**** Dataset ****
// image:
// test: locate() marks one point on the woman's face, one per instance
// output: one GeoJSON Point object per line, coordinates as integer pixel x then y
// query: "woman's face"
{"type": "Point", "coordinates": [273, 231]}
****
**** Dataset ****
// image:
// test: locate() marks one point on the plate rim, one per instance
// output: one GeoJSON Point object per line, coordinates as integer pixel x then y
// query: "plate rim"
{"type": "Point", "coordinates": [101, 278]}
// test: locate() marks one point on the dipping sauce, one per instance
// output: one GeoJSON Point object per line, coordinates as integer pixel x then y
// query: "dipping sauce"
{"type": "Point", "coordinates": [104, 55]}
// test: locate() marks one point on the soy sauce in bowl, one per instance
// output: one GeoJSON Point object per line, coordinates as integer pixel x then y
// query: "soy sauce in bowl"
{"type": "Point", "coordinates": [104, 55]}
****
**** Dataset ****
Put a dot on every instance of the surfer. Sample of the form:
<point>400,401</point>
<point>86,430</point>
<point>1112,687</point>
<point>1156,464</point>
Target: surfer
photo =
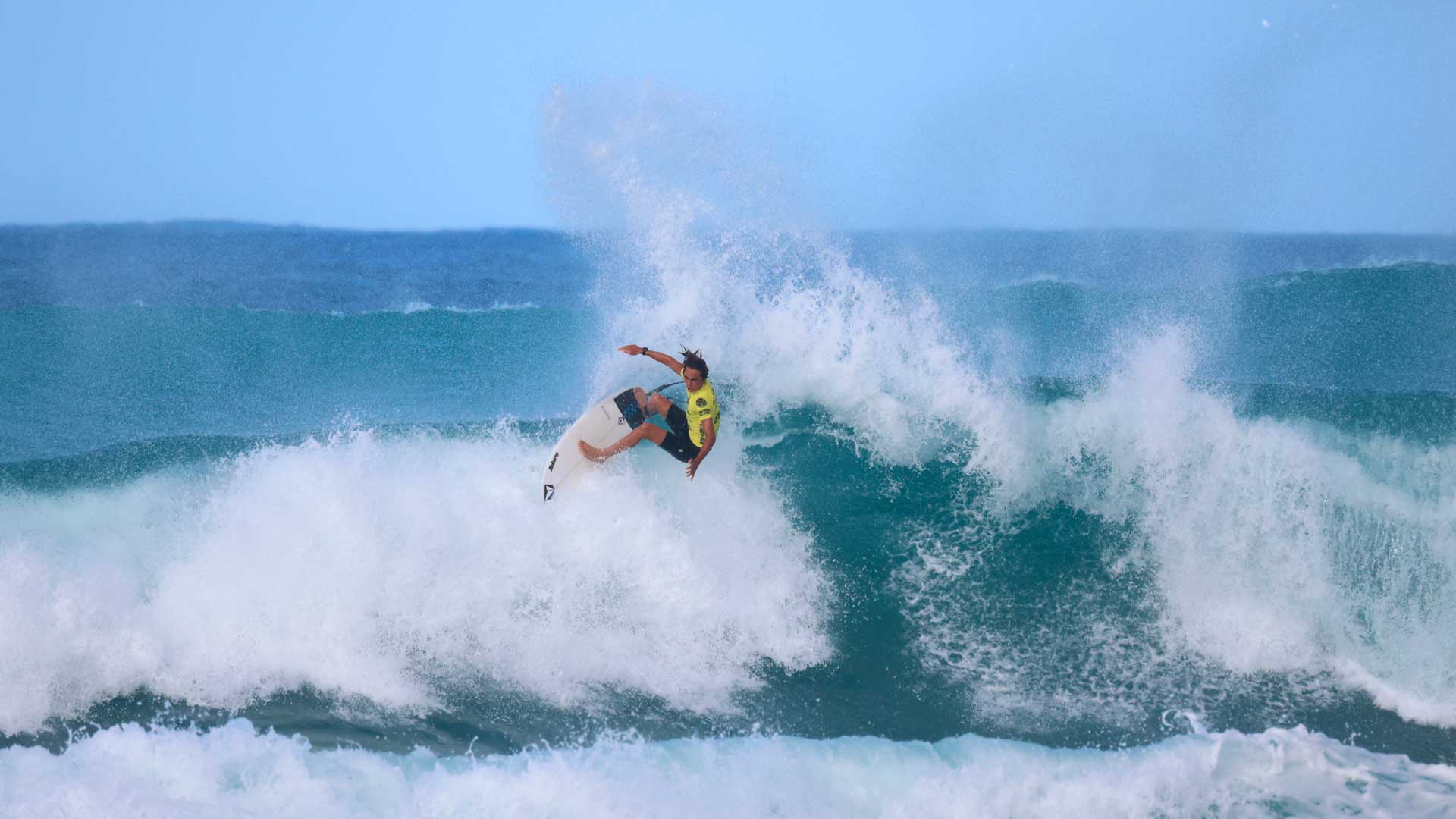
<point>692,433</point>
****
What to do: Which lines of the records above hold the word "surfer"? Copy each one out.

Written answer:
Put a dot on every instance of the surfer. Sample of the form:
Target: surfer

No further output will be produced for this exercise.